__EXCERPT__
True, the SNP will (correctly) campaign to stay in. But stay in what, exactly? The crushing of Greek democracy by the European Central Bank is hardly something we can easily sell to Scottish voters. The SNP need to think a little deeper regarding the kind of EU we want to be part of. And I don’t just mean a reform of the Common Fishing Policy. What we need is a revival of the 1990s project for "Europe of the nations and regions", with more voting weight inside the EU afforded to the smaller members.

In addition, it is time the European left and trades unions put some thought into constructing pan-European institutions. We need a 21st-century blueprint for a Citizens’ Europe, or the SNP risks being outflanked by the Brexit lobby.

Next on the policy agenda comes the vexed question of what currency an independent Scotland should use. Personally, I don’t think our advocacy of keeping sterling lost us the referendum. If we had put forward a plan for a separate Scottish pound, the London media would have made that their excuse for opposing independence: “Do you want your pension paid in bawbees?” However, it is plain that City interests won’t accept a common currency with Scotland. I’m not offering an instant alternative but we do need to start thinking about one for whenever the Scottish people demand a fresh referendum – be that soon or far in the future.

The problems involved in setting up a new currency are various: establishing credibility, creating a payments mechanism, setting an exchange rate. And you could end up grappling with these technicalities while decoupling Scotland from the UK. However, there is a simple way of reducing the difficulties involved in setting up a new Scottish currency: create a parallel one before independence and iron out any bugs. That might sound a weird idea but there are lots of examples of parallel currencies around today – they are useful in their own right as an anti-austerity measure.

__LISTED RECORDS__
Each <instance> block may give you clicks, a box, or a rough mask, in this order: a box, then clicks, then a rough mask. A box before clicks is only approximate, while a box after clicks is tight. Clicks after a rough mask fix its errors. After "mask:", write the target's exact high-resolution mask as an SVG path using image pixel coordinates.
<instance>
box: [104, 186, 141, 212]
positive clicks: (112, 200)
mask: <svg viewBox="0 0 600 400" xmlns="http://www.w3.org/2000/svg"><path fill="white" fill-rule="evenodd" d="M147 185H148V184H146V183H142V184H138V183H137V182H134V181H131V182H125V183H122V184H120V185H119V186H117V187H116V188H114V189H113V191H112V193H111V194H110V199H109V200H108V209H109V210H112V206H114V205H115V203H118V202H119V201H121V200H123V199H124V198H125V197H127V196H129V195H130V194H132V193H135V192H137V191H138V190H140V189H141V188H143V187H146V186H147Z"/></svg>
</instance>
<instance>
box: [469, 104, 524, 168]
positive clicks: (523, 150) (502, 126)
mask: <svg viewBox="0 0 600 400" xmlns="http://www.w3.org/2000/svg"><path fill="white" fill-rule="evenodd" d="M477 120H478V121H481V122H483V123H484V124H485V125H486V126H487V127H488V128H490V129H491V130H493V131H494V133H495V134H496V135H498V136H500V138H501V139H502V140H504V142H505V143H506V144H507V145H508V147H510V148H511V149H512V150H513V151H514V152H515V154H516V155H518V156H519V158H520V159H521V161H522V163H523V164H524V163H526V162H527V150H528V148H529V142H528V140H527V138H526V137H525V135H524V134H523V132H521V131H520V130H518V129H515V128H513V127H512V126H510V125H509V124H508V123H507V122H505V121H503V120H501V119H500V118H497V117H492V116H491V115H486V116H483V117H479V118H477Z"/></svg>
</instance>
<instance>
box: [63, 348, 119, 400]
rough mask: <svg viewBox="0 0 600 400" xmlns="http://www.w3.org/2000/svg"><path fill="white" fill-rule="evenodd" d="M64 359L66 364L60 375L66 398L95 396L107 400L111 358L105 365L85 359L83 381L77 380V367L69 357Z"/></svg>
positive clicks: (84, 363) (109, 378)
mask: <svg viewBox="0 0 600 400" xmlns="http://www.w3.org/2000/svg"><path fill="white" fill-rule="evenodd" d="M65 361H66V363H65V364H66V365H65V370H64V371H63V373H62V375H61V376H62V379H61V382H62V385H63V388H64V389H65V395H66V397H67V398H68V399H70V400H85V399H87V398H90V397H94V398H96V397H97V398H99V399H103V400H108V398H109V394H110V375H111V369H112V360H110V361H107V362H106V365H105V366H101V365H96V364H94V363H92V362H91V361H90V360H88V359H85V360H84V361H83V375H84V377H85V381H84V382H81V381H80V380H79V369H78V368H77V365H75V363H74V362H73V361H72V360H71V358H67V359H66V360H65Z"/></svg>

__TASK ITEM__
Turn the excerpt's paragraph that begins "The problems involved in setting up a new currency" into a brief list that keeps its main facts. The items above come from a separate source with no connection to the excerpt.

__SOLUTION BELOW__
- Setting up a new currency poses several problems: establishing credibility, creating a payments mechanism and setting an exchange rate.
- These technical issues could have to be handled while Scotland is also decoupling from the UK.
- A simple way to reduce the difficulties is to create a parallel Scottish currency before independence and iron out any bugs.
- Many parallel currencies exist today, and they are useful in their own right as an anti-austerity measure.